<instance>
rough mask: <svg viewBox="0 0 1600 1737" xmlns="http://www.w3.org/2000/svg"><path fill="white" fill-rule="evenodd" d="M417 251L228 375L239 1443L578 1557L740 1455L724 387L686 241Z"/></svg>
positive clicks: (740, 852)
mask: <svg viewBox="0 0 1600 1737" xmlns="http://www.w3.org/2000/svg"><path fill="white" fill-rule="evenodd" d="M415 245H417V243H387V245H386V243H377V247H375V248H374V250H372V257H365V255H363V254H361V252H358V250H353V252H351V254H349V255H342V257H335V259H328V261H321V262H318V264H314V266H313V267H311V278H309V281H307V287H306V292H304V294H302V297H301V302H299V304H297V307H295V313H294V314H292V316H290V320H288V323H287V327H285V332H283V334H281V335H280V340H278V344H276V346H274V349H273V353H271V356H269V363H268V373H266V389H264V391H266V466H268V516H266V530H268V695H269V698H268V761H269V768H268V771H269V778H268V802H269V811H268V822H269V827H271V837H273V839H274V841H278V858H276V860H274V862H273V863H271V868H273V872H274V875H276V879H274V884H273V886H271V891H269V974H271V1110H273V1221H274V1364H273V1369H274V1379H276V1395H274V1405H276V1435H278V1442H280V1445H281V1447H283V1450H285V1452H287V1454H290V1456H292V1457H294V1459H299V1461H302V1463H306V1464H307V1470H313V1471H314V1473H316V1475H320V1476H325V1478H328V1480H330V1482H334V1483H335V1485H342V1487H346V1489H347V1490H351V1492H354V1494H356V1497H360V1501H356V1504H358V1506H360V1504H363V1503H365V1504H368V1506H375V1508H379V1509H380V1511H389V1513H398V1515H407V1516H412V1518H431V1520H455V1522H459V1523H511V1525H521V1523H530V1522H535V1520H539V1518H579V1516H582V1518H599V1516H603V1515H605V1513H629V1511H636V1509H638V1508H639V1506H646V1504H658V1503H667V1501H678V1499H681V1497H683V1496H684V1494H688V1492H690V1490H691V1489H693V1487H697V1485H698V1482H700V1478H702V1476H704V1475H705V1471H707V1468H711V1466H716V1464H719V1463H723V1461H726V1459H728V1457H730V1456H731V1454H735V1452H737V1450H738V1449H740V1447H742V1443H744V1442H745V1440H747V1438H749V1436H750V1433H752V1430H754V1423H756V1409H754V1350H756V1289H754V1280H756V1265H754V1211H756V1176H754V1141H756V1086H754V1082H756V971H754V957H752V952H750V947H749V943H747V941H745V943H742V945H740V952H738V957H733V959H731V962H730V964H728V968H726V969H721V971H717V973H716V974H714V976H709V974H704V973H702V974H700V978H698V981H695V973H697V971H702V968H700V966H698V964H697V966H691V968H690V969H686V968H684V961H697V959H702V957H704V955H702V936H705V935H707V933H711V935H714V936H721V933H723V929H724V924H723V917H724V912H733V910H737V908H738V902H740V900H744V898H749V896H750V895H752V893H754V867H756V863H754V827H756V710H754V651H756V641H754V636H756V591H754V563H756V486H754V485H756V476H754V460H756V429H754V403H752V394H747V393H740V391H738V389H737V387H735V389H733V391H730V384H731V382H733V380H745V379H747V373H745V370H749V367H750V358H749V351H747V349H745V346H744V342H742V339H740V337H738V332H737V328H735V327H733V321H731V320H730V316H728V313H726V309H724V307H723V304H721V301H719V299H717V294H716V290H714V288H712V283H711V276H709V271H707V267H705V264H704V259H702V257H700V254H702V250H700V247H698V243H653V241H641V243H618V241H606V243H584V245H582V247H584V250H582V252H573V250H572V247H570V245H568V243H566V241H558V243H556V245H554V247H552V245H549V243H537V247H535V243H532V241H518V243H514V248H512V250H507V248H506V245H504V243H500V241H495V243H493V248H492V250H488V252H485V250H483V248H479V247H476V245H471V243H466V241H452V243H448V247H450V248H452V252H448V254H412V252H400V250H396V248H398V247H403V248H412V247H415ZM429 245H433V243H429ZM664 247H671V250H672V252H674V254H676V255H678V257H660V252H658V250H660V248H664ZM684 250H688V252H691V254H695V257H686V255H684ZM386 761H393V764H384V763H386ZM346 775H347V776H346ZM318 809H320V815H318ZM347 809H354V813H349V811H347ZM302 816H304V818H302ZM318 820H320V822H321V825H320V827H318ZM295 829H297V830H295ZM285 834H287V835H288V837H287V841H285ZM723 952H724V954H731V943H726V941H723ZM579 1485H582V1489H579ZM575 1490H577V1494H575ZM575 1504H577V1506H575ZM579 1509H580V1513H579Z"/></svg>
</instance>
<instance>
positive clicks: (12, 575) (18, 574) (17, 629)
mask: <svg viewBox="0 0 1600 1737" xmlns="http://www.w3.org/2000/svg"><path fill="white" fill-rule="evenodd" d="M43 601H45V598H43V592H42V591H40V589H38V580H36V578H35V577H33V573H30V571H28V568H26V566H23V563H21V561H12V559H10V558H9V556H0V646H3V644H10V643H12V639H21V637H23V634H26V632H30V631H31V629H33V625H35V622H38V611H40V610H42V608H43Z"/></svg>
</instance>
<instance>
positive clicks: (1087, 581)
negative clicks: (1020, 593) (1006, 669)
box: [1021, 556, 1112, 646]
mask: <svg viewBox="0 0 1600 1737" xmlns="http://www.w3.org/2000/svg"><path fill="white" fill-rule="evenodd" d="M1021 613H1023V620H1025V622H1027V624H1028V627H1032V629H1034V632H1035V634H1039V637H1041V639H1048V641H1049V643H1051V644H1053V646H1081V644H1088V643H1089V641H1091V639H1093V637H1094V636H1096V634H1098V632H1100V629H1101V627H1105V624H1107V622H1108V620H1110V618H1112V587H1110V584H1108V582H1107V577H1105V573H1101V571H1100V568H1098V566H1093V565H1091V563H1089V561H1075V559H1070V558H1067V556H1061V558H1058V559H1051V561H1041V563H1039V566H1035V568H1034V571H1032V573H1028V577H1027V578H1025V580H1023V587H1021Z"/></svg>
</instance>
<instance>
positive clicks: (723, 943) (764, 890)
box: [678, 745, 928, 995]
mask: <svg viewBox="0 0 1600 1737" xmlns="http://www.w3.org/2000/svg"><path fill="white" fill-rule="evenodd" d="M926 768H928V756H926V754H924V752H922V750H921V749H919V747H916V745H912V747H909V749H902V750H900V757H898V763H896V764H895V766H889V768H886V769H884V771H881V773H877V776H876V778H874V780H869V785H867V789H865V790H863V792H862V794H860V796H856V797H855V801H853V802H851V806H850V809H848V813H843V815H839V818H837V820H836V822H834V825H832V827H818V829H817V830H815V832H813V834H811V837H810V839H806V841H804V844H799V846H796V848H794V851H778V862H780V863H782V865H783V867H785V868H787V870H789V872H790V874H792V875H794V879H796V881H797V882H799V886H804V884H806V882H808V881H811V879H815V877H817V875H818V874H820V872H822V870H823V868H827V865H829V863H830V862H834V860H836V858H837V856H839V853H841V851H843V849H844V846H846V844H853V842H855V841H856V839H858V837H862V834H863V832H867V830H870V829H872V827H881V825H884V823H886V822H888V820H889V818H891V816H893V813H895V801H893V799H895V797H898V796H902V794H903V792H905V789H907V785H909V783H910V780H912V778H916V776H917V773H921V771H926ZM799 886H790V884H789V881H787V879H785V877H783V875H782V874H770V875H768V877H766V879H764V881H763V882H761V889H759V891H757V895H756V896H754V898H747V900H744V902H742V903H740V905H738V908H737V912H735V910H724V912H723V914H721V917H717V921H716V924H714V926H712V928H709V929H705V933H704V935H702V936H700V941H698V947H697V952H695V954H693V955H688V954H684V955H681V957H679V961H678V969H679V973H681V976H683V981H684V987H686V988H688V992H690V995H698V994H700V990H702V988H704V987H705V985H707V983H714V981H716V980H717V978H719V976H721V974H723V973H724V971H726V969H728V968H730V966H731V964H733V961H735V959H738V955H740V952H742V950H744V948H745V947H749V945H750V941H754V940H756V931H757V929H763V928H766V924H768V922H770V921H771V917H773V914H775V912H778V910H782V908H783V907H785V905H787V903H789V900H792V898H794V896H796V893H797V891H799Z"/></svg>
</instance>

★ ★ ★

=== Activity ===
Copy the listing from its start through the line containing "positive clicks: (740, 852)", both ends included, with every character unchanged.

=== Exercise answer ===
<instance>
rough mask: <svg viewBox="0 0 1600 1737" xmlns="http://www.w3.org/2000/svg"><path fill="white" fill-rule="evenodd" d="M417 251L228 375L239 1443L578 1557L740 1455L724 387L686 241Z"/></svg>
positive clicks: (740, 852)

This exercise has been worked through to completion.